━━━ Recorded data ━━━
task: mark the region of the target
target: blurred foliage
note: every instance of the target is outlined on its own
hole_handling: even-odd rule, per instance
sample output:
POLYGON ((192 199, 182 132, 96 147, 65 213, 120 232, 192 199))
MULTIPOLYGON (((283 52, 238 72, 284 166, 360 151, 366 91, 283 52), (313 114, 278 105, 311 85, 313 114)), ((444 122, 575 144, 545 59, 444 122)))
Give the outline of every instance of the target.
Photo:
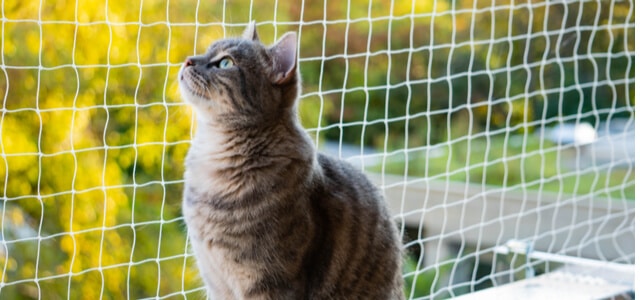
━━━
-- Your objective --
Lines from the records above that hold "instance" are the ones to list.

-- Answer below --
note: every instance of the target is outlined on its own
hole_handling: even-odd rule, per instance
Give the outline of every instance of the target.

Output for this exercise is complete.